Exercise passage ▸
Back when I was in literary studies, we used to use the term "overdetermination" to mean that a text was making too much of something, asking us so excessively to believe something that we became inclined to believe the opposite. Shakespeare understood the notion; he wrote, "the lady doth protest too much," meaning that only someone in love would feel the need to say so very many times and in so very many ways that she was not in love.
It's also possible to overdetermine something in such a way that only one outcome is possible. So you get English grad students sitting around with a book written by someone twice as smart as they will ever be, sneering, "I don't know, I thought the climactic saber fight was a little overdetermined, you know what I mean?"
Sometimes I think we have overdetermined our children.

What this task involves ▸ Translate this sentence from the passage on overdetermination into Spanish: "Sometimes I think we have overdetermined our children." The lines are separate material with no connection to the passage on overdetermination.

Data section ▸
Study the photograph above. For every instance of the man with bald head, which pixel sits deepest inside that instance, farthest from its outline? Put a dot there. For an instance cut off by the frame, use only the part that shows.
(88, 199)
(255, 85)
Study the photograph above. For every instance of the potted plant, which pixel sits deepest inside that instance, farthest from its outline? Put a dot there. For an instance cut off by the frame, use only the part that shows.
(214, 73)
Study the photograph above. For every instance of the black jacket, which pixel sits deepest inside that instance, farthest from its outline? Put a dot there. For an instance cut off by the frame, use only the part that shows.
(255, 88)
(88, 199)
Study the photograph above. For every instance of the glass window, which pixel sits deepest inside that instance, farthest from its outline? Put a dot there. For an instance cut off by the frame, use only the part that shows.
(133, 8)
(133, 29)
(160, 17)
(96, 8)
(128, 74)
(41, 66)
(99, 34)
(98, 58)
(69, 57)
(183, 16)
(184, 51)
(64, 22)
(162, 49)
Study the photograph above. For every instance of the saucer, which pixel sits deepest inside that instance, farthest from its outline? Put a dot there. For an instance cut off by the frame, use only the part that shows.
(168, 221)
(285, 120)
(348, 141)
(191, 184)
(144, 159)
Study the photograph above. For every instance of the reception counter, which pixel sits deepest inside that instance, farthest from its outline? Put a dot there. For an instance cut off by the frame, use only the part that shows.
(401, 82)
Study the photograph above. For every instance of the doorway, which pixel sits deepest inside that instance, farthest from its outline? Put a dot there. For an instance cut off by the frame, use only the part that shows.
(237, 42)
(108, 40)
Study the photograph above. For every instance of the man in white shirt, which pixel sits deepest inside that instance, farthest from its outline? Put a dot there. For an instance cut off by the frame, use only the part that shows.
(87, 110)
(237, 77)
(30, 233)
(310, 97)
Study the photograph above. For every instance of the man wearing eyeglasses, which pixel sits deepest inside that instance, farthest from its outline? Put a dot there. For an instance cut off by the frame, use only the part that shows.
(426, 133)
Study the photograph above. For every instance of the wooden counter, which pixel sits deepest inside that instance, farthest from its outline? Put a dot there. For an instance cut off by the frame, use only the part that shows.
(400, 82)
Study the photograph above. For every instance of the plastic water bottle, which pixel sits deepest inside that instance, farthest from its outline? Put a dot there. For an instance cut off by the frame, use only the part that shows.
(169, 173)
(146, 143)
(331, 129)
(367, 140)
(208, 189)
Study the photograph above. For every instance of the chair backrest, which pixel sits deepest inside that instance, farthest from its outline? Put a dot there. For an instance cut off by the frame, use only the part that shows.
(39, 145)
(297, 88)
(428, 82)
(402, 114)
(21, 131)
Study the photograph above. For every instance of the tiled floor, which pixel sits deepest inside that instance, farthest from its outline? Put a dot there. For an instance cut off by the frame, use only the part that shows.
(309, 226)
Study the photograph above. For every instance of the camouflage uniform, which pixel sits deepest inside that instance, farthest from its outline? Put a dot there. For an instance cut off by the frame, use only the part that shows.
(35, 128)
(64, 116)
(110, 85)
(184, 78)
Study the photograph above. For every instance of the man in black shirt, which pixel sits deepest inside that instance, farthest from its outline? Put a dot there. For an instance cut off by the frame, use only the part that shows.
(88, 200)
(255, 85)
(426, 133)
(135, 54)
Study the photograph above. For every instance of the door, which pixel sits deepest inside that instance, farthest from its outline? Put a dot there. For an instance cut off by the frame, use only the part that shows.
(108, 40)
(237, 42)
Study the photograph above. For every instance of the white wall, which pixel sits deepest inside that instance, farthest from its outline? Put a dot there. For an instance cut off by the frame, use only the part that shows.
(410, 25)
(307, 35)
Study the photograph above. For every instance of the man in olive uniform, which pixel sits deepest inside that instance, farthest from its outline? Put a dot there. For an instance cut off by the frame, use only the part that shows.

Written solution ▸ A veces pienso que hemos sobredeterminado a nuestros hijos.